[start of Excerpted passage]

Another requirement of PCI is to securely log the decryption process.
That way if I decrypt a credit card number and then buy a new
refrigerator with it, you can tell it was me. Secure logs typically
mean they are moved off the system of origin to another server where
the chances of log tampering is reduced. The biggest issue here is
that if I have *ALLOBJ authority on the /400, I could potentially
violate the logs, but if the log is external, presumably I will not
also be administrator on the external log server so it would be harder
for me to corrupt the logs.
Finally there is encryption key management. In the PCI standard that
David pointed you to there is reference to "separation of duties" and
Dual Control" when it comes to encryption key management. The basic
idea here is that any person who has carte blanche access to all the
data (*ALLOBJ users and the like) should not also have carte blanche
access to the encryption keys - else they can use keys against data
that they should not see (Do we, as system administrators, ever need
to see a customer's whole credit card number?) For that reason,
external key management is also critical - it is the only way you can
implement dual control on a DB2/400 credit card database.

[end of Excerpted passage]
[start of Given data]

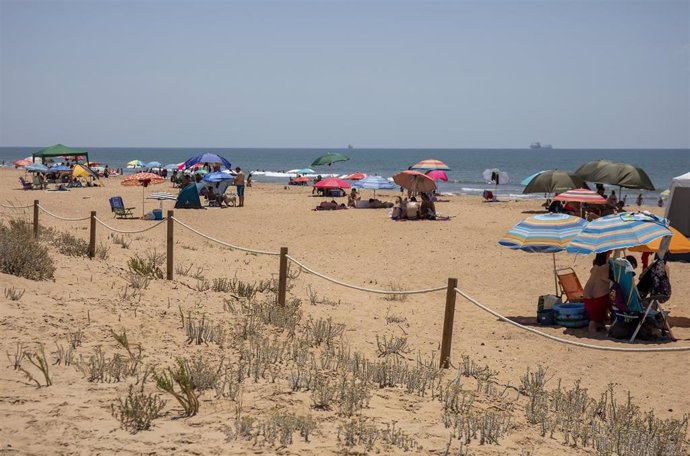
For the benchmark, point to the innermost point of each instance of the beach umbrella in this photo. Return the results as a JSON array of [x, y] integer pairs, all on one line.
[[581, 195], [619, 231], [218, 176], [553, 181], [544, 233], [36, 168], [615, 173], [329, 159], [206, 158], [143, 180], [437, 175], [678, 244], [415, 181], [331, 182], [430, 165], [355, 176]]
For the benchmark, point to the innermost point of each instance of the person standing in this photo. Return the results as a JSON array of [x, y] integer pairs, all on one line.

[end of Given data]

Brief. Summarize the passage on PCI logging and key management in two sentences.

Final answer. PCI requires secure logging of the decryption process, which typically means moving logs off the system of origin to another server, so that someone with *ALLOBJ authority on the /400 would find it harder to tamper with them. The PCI standard also calls for separation of duties and dual control in encryption key management, meaning anyone with unrestricted access to the data should not also have unrestricted access to the keys, which makes external key management critical as the only way to implement dual control on a DB2/400 credit card database.